▶ What is being asked:
Copy every line of the material from the line containing "of the gable" through its end, and shift each answer coordinate up by 101.

******

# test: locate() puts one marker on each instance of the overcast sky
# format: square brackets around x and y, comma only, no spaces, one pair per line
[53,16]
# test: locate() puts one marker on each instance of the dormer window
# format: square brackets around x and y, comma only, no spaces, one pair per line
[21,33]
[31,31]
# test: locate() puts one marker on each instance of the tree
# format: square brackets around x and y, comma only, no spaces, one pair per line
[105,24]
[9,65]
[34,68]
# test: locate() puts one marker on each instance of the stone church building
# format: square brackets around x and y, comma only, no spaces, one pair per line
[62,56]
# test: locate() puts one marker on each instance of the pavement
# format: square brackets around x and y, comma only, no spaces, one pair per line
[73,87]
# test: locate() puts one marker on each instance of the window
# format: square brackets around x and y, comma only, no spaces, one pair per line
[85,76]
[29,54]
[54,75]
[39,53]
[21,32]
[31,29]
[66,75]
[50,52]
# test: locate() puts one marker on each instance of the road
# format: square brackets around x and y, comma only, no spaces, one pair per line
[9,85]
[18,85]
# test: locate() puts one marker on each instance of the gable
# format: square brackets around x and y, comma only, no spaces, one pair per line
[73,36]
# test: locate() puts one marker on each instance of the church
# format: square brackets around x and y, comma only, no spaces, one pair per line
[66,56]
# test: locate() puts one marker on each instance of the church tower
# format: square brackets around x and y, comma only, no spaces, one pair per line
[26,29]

******

▶ Written answer:
# test: locate() puts one marker on each instance of the gable
# format: square brackets around x and y, comma only, no spaces, one pair per line
[174,137]
# test: locate() puts one marker on each instance of the church
# format: square brackets around x and y, comma only, no spaces, one pair per line
[167,157]
# test: locate() puts one marker on each instance of the church tower
# format: square brackets around x and y, comma only, no spaces, one pair per line
[127,130]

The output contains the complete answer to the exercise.